**Description of the task**
Reproduce the following material exactly, including every line.

#### Material shown ####

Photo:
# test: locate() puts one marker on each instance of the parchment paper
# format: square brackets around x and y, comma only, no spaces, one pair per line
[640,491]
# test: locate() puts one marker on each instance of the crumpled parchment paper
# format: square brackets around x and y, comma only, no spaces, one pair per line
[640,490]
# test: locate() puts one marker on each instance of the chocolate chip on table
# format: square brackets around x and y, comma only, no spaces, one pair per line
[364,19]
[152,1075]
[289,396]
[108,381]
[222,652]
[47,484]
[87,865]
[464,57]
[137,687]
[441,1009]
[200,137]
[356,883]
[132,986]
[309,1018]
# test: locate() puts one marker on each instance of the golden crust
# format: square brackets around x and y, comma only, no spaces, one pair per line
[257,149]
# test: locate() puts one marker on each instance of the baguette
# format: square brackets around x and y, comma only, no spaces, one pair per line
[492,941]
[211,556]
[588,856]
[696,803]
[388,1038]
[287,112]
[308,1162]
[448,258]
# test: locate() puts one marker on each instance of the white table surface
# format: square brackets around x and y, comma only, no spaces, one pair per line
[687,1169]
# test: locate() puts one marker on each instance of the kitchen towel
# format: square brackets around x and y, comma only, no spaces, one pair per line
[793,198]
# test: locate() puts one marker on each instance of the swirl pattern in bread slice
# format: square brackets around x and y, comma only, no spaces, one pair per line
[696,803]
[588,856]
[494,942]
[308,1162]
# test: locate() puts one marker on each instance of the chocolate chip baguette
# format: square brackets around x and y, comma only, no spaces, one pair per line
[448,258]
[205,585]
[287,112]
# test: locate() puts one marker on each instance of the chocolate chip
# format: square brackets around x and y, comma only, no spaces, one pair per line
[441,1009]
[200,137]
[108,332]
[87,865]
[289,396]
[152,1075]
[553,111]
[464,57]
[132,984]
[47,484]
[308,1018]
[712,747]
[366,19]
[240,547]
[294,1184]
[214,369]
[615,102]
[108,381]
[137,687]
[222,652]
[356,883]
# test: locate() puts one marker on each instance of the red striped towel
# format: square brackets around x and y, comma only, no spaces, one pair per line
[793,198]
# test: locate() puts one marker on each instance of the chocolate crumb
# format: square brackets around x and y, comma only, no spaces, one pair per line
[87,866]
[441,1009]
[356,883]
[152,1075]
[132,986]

####

**Task output**
Photo:
# test: locate() puts one marker on each instance of the parchment paper
# format: square brackets around x and y, comma only, no spaces, one pair per line
[640,491]
# test: locate() puts one marker on each instance of the crumpled parchment paper
# format: square brackets around x and y, comma only, no spaces, one pair per line
[640,490]
# test: locate() puts one marker on each instance of the chocolate chip on table
# format: square brackets around x and y, comma only, no spaces, one pair per line
[364,19]
[152,1075]
[289,396]
[108,381]
[222,652]
[47,484]
[87,865]
[464,57]
[137,687]
[441,1009]
[200,137]
[356,883]
[132,986]
[309,1018]
# test: locate() puts one marker on each instance of the golden crust
# format: square brackets around x and y, comma only, no spaces, one pair per line
[257,149]
# test: locate() puts one marker on each instance of the baguette
# format: square brackets around x and y, comma only, no spaces, one pair per line
[492,941]
[211,556]
[588,856]
[696,803]
[388,1038]
[287,112]
[308,1162]
[448,258]
# test: locate() puts one marker on each instance of the white table surface
# format: square brackets around x and y, comma only, no spaces, one pair per line
[687,1169]
# test: locate() puts one marker on each instance of the kitchen towel
# format: square brackets around x and y, comma only, no spaces, one pair per line
[793,198]
# test: locate() puts one marker on each instance of the swirl pattern in bread slice
# format: square brackets around x and y, comma only, no spaces, one pair per line
[696,803]
[588,856]
[494,942]
[308,1162]
# test: locate() puts one marker on each instance of the chocolate chip baguette
# format: square brackets around x and y, comma only, no spaces, one pair per line
[448,258]
[205,585]
[287,112]
# test: locate() puts one marker on each instance of the chocolate chip
# format: square brackets around x and y, comma only, no spaces, one pair per line
[441,1009]
[200,137]
[108,332]
[87,865]
[289,396]
[152,1075]
[553,111]
[464,57]
[132,984]
[47,484]
[308,1018]
[712,747]
[366,19]
[240,547]
[294,1184]
[214,369]
[615,102]
[108,381]
[137,687]
[222,652]
[356,883]
# test: locate() puts one marker on each instance of the red striped towel
# format: square brackets around x and y, comma only, no spaces, one pair per line
[793,198]
# test: locate() puts one marker on each instance of the chocolate crumb
# format: square brackets around x and y, comma only, no spaces, one pair per line
[87,866]
[441,1009]
[356,883]
[152,1075]
[132,986]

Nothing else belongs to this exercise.